#### Reading text

Tester Presses VA Officials on Increased Oversight of Care for Veterans
At hearing, Chairman also heard from VA OIG Inspector General on critical need for VA to broaden awareness of the OIG’s recommendations
(U.S. Senate) – Chairman Jon Tester led a Senate Veterans’ Affairs Committee hearing today to evaluate the quality of veterans’ health care within the Department of Veterans Affairs (VA) and in the community, where he pressed Assistant Under Secretary for Health for Discovery, Education and Affiliate Networks Dr. Carolyn Clancy on VA’s steps to prevent veteran abuse and employee misconduct at facilities across the country.
“Many IG recommendations could be applied across VA to ensure similar problems don’t occur at other facilities,” Tester said to Dr. Clancy. “Does VA review IG reports and look for ways to prevent potential problems across the system?”
“We do indeed,” replied Clancy. “…We have long-had daily meetings about what’s happening and what are we hearing from the field—but this was more of a headquarters activity. During the pandemic, this became the glue that held the system together. And it has had a fundamental impact on our high reliability journey, as well as our ability to provide care to veterans during the pandemic, because it became a matter of sharing equipment and people as we needed. But that also became the place to say, we’ve had a problem here, and people ask questions—that’s a new thing.”

#### Recorded data
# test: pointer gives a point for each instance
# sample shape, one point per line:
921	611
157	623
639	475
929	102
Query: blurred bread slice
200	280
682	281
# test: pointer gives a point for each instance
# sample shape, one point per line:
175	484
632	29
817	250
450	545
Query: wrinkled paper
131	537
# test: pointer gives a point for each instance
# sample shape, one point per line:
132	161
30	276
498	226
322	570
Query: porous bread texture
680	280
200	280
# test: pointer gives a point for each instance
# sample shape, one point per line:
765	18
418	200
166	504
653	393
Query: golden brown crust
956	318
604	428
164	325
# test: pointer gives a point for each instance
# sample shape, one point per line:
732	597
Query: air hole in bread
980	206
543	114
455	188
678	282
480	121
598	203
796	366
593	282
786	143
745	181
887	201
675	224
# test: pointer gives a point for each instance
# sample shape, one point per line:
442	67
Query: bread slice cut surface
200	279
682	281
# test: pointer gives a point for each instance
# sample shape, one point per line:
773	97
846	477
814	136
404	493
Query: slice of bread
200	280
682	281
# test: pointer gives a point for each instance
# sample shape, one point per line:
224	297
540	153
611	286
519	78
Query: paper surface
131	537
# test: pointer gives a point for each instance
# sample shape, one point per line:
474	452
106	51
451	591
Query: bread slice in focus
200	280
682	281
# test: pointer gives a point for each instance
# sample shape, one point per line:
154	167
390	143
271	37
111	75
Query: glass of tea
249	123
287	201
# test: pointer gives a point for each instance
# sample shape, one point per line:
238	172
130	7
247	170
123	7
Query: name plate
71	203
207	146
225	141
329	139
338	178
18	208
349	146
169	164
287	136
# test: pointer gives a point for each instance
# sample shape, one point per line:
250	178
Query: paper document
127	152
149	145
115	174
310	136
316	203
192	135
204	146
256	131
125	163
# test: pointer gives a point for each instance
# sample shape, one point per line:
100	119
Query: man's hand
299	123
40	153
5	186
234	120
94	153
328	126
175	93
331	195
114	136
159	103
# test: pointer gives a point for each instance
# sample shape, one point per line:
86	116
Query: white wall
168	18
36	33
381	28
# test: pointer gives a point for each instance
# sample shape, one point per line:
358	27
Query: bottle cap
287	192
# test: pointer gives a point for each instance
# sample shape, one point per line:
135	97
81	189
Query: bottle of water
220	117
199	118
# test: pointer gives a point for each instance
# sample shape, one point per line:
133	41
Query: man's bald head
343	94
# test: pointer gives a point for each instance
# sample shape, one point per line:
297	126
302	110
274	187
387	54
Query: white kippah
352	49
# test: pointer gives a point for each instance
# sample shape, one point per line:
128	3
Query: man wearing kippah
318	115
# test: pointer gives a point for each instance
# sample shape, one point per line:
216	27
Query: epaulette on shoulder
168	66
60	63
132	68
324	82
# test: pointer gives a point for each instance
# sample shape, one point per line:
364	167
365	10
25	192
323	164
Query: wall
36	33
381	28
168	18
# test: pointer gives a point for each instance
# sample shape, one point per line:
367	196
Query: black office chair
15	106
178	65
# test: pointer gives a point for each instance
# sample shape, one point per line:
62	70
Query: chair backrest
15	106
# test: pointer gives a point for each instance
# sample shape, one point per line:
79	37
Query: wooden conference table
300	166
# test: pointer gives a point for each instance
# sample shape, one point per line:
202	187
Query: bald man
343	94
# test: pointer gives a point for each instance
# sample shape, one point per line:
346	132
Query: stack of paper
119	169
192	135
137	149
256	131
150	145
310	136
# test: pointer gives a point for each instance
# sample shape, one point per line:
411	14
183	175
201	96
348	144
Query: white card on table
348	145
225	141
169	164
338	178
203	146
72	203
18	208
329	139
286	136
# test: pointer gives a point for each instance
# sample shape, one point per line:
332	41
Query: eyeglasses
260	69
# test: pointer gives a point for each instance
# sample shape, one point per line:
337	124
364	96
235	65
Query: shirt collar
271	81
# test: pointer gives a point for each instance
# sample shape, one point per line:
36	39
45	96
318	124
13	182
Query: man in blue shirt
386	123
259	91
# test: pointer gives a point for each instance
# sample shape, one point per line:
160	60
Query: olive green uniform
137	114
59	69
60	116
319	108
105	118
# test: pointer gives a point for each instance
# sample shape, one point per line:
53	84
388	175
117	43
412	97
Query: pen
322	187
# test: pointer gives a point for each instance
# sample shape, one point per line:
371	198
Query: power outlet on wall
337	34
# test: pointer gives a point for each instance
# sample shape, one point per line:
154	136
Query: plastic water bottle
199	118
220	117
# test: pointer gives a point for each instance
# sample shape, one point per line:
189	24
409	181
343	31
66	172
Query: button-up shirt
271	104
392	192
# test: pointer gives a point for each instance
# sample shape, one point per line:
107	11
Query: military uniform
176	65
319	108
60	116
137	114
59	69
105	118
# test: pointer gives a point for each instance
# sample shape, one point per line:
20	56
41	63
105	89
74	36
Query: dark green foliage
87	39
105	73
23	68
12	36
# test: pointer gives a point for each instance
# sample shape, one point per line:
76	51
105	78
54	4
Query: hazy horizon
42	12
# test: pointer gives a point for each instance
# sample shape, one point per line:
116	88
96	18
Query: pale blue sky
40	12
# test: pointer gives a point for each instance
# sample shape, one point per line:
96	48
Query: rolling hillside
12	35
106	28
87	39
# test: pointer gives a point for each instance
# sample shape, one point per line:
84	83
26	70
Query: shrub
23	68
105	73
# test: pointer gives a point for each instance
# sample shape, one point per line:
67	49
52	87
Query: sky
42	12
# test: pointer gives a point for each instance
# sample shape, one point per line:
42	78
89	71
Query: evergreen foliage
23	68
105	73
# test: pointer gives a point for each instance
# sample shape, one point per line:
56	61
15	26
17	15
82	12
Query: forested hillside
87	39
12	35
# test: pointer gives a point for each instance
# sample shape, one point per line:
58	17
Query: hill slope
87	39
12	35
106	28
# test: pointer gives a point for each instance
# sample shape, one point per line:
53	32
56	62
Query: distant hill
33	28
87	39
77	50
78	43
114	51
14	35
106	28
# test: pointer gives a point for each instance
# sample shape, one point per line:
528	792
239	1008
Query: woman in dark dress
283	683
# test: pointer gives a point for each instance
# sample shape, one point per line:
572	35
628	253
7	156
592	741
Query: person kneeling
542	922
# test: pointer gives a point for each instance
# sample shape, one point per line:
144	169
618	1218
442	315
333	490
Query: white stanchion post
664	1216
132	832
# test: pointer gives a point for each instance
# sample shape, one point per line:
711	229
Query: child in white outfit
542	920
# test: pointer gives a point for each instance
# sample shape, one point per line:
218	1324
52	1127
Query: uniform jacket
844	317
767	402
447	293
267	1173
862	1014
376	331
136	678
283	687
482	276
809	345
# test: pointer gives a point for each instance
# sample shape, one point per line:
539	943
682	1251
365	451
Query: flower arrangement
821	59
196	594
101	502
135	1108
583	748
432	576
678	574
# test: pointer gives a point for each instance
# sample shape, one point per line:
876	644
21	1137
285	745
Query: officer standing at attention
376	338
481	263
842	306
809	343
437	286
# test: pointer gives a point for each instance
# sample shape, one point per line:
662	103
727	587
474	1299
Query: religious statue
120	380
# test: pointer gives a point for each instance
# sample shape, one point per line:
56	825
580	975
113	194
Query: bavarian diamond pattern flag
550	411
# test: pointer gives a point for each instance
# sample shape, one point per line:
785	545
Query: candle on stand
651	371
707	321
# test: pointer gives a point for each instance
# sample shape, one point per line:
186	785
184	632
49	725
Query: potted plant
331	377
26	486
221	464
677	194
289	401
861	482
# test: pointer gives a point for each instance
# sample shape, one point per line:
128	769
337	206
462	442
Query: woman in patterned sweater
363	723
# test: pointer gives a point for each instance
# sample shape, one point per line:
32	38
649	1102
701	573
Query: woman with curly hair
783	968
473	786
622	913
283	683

#### Required actions
a. In the hearing text, echo the stretch from "Tester Presses VA" through "across the country.".
b. Answer these from the hearing text:
(i) Which committee's hearing did Chairman Jon Tester lead?
(ii) What words did Clancy use to open her reply to Tester's question about IG reports?
(iii) According to Clancy, during what period did the daily meetings become "the glue that held the system together"?

#### List of solutions
a.
Tester Presses VA Officials on Increased Oversight of Care for Veterans
At hearing, Chairman also heard from VA OIG Inspector General on critical need for VA to broaden awareness of the OIG’s recommendations
(U.S. Senate) – Chairman Jon Tester led a Senate Veterans’ Affairs Committee hearing today to evaluate the quality of veterans’ health care within the Department of Veterans Affairs (VA) and in the community, where he pressed Assistant Under Secretary for Health for Discovery, Education and Affiliate Networks Dr. Carolyn Clancy on VA’s steps to prevent veteran abuse and employee misconduct at facilities across the country.

b.
(i) The Senate Veterans' Affairs Committee
(ii) "We do indeed"
(iii) During the pandemic